*** DATA
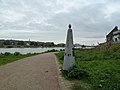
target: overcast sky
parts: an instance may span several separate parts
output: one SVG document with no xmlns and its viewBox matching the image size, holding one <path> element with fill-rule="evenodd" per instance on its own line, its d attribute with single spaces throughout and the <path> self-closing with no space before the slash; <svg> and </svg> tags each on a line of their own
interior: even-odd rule
<svg viewBox="0 0 120 90">
<path fill-rule="evenodd" d="M 120 0 L 0 0 L 0 39 L 65 43 L 69 23 L 74 43 L 104 42 L 120 27 Z"/>
</svg>

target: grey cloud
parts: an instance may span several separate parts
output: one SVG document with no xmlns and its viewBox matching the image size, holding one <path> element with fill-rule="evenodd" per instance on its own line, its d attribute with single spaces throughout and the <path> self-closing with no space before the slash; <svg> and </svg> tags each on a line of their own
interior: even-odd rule
<svg viewBox="0 0 120 90">
<path fill-rule="evenodd" d="M 65 42 L 71 23 L 76 42 L 105 41 L 106 33 L 120 26 L 119 4 L 119 0 L 0 0 L 0 38 Z"/>
</svg>

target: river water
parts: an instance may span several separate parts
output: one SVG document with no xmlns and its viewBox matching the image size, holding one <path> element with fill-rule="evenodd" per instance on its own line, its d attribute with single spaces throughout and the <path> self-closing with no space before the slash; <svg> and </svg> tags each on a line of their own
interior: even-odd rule
<svg viewBox="0 0 120 90">
<path fill-rule="evenodd" d="M 61 47 L 55 47 L 55 48 L 0 48 L 0 53 L 5 53 L 5 52 L 10 52 L 10 53 L 15 53 L 15 52 L 20 52 L 21 54 L 27 54 L 27 53 L 42 53 L 48 50 L 60 50 L 64 49 Z"/>
</svg>

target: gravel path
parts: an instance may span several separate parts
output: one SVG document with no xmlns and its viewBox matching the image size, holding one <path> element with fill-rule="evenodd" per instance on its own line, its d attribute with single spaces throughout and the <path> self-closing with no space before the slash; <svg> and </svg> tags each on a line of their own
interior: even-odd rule
<svg viewBox="0 0 120 90">
<path fill-rule="evenodd" d="M 0 66 L 0 90 L 61 90 L 53 53 Z"/>
</svg>

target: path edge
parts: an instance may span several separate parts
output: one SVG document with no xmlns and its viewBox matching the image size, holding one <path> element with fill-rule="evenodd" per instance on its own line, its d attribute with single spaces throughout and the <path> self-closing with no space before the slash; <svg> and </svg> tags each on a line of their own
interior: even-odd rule
<svg viewBox="0 0 120 90">
<path fill-rule="evenodd" d="M 61 67 L 62 65 L 60 65 L 60 63 L 58 62 L 58 59 L 54 54 L 54 57 L 55 57 L 55 62 L 56 62 L 56 65 L 57 65 L 57 74 L 58 74 L 58 82 L 59 82 L 59 86 L 60 86 L 60 89 L 61 90 L 71 90 L 71 87 L 72 87 L 72 83 L 68 80 L 65 80 L 64 77 L 61 75 Z"/>
</svg>

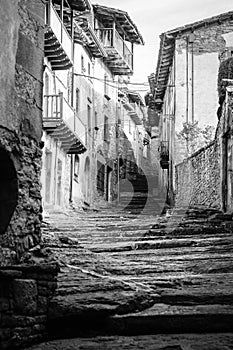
******
* WORK ORDER *
Only the lines from the one with "target: path edge" through the final line of the data should be written out, exactly and including both ends. Skip the pictures.

* SOLUTION *
target: path edge
parts: an instance may span several separate parts
output: one SVG document with no xmlns and its viewBox matching the image size, holding one <path> element with fill-rule="evenodd" per instance on its own line, its d attribute with single spaces throughout and the <path> self-closing with no space before the slash; <svg> and </svg> tags each on a line of their own
interior: even-odd rule
<svg viewBox="0 0 120 90">
<path fill-rule="evenodd" d="M 61 67 L 62 65 L 60 65 L 60 63 L 58 62 L 58 59 L 54 54 L 54 57 L 55 57 L 55 62 L 56 62 L 56 65 L 57 65 L 57 74 L 58 74 L 58 82 L 59 82 L 59 86 L 60 86 L 60 89 L 61 90 L 71 90 L 71 87 L 72 87 L 72 83 L 68 80 L 65 80 L 64 77 L 61 75 Z"/>
</svg>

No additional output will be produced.